New Delhi: “Political gains … from the testimonies of women political leaders who’ve been subjected to savage sexual violence become meaningful only if they take into account the personal costs to the women, ” said Kavita Punjabi, while talking about the life story of Ila Mitra, revolutionary leader of the Santals during the Tebhaga Movement in Bengal in the 1940s.
Punjabi is the author of a scholarly critique of Mitra’s methods as well as a salute to her courage, and was speaking at a programme titled “Breaching the Citadel” on October 28 to mark the launch by Zubaan Books of the first India volume of a series on sexual violence and impunity in South Asia. Besides Punjabi, who has contributed a chapter on Ila Mitra, other speakers were journalist Neha Dixit and feminist activist and writer Farah Naqvi, whose interview by historian Uma Chakravarty forms a chapter in the book.
----------------
WHAT TO WORK ON →
[1] In the news extract, what was the date of the programme titled "Breaching the Citadel"?
[2] Repeat everything in the news extract from "Punjabi is the" down to "in the book.".
The records that come next are separate material with no connection to the news extract.

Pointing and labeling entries
----------------
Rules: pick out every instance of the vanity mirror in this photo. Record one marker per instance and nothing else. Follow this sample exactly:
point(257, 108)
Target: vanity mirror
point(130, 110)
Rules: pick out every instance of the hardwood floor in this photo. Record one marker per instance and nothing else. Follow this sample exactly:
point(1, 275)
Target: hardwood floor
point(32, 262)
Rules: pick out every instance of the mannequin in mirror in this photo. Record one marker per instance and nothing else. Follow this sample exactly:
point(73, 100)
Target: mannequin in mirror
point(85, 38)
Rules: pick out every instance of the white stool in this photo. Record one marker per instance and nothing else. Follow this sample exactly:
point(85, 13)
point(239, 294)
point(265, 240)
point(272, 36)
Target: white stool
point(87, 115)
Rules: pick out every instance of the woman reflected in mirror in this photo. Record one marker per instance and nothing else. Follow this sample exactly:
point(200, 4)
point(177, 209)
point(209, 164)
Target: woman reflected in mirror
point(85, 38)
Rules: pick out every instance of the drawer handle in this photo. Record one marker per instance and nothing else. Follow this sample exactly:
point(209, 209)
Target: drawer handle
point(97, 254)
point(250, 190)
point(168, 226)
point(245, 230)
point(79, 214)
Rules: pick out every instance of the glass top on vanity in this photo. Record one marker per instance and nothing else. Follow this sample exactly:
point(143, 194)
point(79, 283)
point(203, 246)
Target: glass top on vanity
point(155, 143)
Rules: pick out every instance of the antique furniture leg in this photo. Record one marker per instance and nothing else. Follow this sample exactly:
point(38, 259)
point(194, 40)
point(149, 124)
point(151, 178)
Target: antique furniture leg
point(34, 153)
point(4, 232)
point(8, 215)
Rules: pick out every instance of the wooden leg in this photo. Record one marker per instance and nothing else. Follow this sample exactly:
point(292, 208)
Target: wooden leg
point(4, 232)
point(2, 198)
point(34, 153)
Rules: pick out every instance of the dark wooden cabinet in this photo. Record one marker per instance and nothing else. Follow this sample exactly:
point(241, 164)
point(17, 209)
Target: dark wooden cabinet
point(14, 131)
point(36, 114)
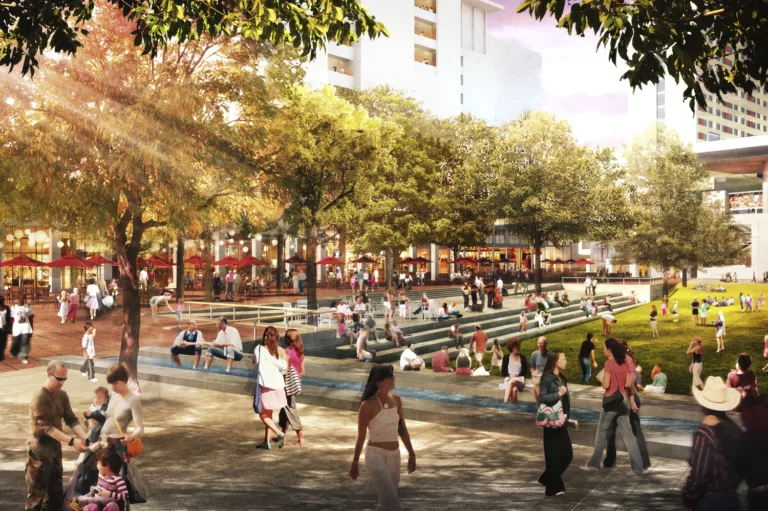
----------------
RESPONSES →
[1] October 28

[2]
Punjabi is the author of a scholarly critique of Mitra’s methods as well as a salute to her courage, and was speaking at a programme titled “Breaching the Citadel” on October 28 to mark the launch by Zubaan Books of the first India volume of a series on sexual violence and impunity in South Asia. Besides Punjabi, who has contributed a chapter on Ila Mitra, other speakers were journalist Neha Dixit and feminist activist and writer Farah Naqvi, whose interview by historian Uma Chakravarty forms a chapter in the book.